GIVEN DATA.
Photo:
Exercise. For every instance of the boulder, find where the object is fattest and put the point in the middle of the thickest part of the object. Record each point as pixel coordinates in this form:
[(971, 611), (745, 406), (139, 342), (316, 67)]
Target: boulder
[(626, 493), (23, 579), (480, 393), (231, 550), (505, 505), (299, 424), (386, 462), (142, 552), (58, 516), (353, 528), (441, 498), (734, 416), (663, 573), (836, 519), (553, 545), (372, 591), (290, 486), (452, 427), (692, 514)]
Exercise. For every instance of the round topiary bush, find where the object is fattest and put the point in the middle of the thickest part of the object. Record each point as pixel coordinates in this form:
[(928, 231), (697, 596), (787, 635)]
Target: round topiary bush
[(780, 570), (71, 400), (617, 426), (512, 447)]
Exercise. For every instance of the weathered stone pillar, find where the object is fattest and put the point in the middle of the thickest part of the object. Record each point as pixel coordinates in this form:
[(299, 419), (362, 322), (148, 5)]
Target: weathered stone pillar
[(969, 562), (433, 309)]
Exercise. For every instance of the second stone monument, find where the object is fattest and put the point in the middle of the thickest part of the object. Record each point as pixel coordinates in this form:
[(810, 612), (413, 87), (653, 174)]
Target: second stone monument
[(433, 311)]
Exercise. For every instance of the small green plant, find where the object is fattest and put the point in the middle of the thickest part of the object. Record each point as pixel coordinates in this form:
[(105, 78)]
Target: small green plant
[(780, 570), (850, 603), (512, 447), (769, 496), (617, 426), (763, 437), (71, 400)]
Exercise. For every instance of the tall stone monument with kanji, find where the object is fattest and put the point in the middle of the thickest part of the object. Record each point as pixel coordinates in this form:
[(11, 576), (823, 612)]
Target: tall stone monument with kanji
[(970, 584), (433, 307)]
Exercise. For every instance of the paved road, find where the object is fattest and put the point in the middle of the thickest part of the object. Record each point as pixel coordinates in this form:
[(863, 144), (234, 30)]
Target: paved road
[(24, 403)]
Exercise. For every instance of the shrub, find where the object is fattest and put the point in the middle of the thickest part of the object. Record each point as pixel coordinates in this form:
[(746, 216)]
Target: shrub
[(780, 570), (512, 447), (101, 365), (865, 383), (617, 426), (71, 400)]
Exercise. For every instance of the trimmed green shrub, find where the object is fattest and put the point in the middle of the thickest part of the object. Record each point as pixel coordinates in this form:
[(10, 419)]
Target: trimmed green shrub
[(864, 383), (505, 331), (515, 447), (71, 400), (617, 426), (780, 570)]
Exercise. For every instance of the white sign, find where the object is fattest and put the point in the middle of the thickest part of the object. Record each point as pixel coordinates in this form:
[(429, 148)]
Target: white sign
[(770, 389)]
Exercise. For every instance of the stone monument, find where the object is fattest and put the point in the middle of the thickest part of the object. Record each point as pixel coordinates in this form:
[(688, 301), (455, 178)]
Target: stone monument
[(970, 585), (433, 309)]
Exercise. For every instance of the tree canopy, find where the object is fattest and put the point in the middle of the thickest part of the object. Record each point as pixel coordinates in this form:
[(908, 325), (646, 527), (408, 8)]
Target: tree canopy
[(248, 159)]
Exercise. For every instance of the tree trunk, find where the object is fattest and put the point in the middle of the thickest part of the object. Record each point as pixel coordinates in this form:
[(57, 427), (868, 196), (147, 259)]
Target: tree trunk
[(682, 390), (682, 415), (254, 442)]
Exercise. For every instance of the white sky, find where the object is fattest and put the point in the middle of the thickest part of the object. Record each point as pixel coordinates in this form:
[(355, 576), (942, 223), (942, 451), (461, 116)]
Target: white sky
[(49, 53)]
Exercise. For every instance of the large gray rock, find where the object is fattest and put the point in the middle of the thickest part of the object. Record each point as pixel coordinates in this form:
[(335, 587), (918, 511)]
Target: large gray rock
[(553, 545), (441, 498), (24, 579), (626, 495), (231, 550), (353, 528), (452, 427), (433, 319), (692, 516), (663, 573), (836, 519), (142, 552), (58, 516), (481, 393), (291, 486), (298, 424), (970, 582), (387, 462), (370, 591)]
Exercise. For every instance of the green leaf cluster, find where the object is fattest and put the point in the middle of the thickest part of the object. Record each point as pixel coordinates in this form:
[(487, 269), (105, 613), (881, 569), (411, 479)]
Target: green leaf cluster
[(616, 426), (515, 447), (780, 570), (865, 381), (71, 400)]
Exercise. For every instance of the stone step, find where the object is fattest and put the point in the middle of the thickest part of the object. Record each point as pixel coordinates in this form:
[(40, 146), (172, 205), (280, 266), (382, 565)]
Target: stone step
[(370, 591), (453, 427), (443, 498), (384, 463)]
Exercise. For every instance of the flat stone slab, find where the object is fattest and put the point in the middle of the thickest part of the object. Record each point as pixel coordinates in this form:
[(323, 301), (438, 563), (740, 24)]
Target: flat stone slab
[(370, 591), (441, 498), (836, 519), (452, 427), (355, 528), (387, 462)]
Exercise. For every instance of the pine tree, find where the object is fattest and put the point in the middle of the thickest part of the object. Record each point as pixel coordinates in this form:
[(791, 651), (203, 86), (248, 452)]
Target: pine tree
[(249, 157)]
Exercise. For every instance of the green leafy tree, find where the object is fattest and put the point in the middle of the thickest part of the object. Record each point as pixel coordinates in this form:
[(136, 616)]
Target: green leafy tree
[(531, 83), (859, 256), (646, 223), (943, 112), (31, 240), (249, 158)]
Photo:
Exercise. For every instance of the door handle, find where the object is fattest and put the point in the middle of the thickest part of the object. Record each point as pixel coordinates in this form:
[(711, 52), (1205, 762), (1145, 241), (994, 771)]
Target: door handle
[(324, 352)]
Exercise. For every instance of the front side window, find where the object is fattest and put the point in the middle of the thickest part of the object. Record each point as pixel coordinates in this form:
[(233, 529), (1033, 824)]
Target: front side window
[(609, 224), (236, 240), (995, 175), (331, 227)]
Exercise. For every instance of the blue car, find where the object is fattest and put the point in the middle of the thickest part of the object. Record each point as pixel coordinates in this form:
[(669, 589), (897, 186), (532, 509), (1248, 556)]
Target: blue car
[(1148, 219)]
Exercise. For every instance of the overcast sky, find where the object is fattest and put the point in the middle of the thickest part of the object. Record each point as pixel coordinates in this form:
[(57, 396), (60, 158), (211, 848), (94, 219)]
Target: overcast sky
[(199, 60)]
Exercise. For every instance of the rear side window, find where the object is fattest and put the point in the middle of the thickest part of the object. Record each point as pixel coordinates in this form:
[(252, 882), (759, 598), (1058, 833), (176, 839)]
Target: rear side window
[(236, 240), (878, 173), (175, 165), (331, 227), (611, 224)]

JOB. Reproduce the lines from the first one through the line holding "[(780, 570), (71, 400), (617, 426), (512, 447)]", inclusive, keeping the requests as they are. Multiply every coordinate in the answers (not in the requests or their format samples) by 0.85, rounding to whole numbers with halves rounded up.

ANSWER TO THIS TASK.
Photo:
Exercise. For every instance of the boulder, find where the object is fattest and put the point in the middle of the thickest part of the object. Record each point as pixel coordinates in this form:
[(971, 611), (745, 406), (139, 342), (316, 67)]
Target: boulder
[(532, 419), (20, 492), (408, 334), (196, 468), (429, 429), (254, 360), (328, 393), (121, 469), (49, 439), (300, 449), (375, 423), (624, 354), (564, 487), (711, 441), (470, 463), (316, 502), (247, 413), (384, 363), (588, 437)]
Exercise. For every instance of the round topiary bush, find where the object is fattest and put the point in the middle of the thickest part of the object. Record each point as pixel coordinates in this form:
[(928, 231), (697, 596), (787, 635)]
Target: round topiary bush
[(663, 485), (60, 340), (524, 362), (435, 380)]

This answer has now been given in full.